══ Given records ══

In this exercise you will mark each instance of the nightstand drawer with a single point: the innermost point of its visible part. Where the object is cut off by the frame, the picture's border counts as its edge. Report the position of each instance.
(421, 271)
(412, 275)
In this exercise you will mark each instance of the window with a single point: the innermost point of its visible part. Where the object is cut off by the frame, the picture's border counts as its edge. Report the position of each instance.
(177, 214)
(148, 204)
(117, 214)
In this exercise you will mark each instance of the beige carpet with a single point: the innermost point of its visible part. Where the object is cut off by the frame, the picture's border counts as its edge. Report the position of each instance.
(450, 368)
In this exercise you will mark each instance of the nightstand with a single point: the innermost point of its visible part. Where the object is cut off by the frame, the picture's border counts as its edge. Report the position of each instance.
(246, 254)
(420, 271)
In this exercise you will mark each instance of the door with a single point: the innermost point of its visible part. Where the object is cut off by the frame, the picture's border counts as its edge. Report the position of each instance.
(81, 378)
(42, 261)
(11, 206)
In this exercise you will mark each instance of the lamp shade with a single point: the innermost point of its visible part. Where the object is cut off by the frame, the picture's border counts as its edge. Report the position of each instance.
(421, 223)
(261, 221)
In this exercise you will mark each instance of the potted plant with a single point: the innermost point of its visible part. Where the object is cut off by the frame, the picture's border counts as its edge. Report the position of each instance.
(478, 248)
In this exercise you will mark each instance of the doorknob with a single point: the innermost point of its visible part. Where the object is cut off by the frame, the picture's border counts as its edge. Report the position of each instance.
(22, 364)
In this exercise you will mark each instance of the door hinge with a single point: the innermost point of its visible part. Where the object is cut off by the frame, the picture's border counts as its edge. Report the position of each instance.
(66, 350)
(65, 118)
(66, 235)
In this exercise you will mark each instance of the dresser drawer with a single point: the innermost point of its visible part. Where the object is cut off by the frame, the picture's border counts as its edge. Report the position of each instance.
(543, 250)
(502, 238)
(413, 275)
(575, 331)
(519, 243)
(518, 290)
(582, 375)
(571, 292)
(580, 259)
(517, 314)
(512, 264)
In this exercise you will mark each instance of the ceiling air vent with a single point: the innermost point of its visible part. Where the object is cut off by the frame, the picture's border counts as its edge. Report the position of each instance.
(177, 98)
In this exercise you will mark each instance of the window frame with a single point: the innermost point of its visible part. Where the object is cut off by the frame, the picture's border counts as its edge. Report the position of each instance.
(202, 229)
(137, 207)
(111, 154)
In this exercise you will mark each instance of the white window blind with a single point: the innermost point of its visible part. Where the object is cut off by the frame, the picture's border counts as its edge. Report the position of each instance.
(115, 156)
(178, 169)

═══

Exercise brief:
Output the records once more, exactly as they stand.

Solution:
In this exercise you will mark each instance of the nightstand drawer with a single point: the innermost point of its visible part. Where the object is cut off by the frame, the picture's border counts as its edge. Report the position of each instance.
(421, 271)
(412, 275)
In this exercise you will mark each instance of the window with a single point: the innermost point of its visible part. Where the object is cut off by the frame, the picture's border counts as its edge. Report the position of each instance.
(177, 214)
(148, 204)
(117, 214)
In this exercise you will mark each instance of the beige carpet with a single point: the innermost point of its visible part. Where the object is cut off by the frame, the picture's border counts as its edge. Report the position of each instance.
(450, 368)
In this exercise you will mark each instance of the nightstand with a single point: the innermost point of its visible part. Where the object is cut off by the frame, the picture's border counts as its edge. Report the position of each instance.
(246, 254)
(420, 271)
In this exercise you will mark each instance of the door with a single point: the innermost point of its visible part. Where the object is cut off by the frame, the picture's border counts as its edge. Report the position of each instance.
(81, 378)
(42, 261)
(11, 206)
In this exercise you will mark each instance of the lamp shade with a single point: the innermost point of its visible part. Where the object is cut off by the frame, the picture's border counts as its edge. Report the position of each instance.
(421, 223)
(261, 221)
In this exercise you will mark each instance of the potted plant with a single point: the innermost point of its visible part. Where the object is cut off by the frame, the picture's border counts as its edge. Report the position of each instance.
(478, 248)
In this exercise you will mark each instance of the doorknob with a single point: the innermost point of its visible part. Where the object is cut off by the frame, the picture's border counts as its edge. Report the position of each instance.
(22, 364)
In this exercise you will mark each instance of the door hinge with a single point: the innermost point of its visible part. Where the object is cut off by the frame, the picture's border counts as its edge. Report the position of each instance.
(66, 350)
(65, 118)
(66, 235)
In this exercise you will mark each instance of the dresser drawer with a single point: the innermost point of its visible part. Where the object is cut off by the frame, the picture's border counts as its edge. Report the position of each instance.
(543, 250)
(502, 238)
(413, 275)
(575, 331)
(519, 243)
(518, 290)
(582, 375)
(571, 292)
(580, 259)
(517, 314)
(512, 264)
In this exercise you will mark each instance of the ceiling air vent with a single point: the innermost point of its visible part. Where the object is cut off by the frame, the picture's border counts as its edge. Report the position of each instance.
(177, 98)
In this exercise you will mark each instance of the window frame with a single point: the innermost point of its visible part. Where the object is cut off by the frame, the picture's border counts as its edge. Report the position of each instance.
(202, 229)
(137, 207)
(111, 154)
In this exercise you will mark each instance of the white window blind with a single point: the innermost point of its visible part. Where the object is cut off by the frame, the picture's border counts as its edge. Report the position of each instance.
(115, 156)
(178, 169)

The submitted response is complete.